> [Prompt]
Nothing but a number belongs in the answer: the count of lines below that contain the word "pavement".

Recorded data
# # #

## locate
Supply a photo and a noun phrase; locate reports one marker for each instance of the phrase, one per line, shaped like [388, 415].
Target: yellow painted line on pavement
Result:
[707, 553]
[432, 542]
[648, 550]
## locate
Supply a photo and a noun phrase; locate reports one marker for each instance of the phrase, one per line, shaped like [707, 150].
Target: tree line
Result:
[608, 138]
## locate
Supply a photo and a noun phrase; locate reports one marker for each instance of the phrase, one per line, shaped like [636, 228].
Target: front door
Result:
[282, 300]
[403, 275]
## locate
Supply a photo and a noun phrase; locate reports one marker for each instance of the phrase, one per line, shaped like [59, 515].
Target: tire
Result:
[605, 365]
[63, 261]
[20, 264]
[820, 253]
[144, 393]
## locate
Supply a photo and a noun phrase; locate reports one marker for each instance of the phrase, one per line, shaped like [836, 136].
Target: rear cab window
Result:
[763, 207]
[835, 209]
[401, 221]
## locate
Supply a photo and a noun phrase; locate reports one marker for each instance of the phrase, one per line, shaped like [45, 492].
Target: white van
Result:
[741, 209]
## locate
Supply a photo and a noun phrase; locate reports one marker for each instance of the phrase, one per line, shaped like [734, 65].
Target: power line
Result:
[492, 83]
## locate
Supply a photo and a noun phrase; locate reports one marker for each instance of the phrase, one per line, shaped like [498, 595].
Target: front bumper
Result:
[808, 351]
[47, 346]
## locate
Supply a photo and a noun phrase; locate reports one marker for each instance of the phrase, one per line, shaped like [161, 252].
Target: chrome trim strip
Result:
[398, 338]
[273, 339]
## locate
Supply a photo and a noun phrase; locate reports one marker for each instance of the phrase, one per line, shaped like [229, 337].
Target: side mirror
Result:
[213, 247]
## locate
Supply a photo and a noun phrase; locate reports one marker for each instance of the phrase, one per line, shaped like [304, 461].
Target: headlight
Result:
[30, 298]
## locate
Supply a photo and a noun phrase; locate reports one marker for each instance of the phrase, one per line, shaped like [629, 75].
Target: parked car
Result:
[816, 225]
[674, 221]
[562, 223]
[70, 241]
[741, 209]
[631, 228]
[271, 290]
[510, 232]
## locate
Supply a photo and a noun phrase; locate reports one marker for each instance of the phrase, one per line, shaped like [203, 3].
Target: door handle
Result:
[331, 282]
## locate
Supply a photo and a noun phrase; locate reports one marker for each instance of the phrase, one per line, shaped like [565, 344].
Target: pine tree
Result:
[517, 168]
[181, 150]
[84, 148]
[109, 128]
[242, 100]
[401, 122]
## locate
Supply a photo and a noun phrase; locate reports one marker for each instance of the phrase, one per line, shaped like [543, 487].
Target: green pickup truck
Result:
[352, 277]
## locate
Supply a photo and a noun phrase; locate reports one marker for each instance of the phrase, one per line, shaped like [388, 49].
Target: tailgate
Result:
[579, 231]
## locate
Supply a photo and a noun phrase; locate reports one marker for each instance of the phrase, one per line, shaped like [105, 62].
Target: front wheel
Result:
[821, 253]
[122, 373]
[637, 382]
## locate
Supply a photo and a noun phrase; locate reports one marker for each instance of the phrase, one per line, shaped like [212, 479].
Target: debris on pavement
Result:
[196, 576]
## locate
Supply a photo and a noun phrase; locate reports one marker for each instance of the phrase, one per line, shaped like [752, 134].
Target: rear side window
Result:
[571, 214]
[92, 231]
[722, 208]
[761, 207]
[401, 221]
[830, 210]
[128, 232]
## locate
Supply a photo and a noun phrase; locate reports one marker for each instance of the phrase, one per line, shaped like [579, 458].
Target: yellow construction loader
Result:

# # #

> [Result for this task]
2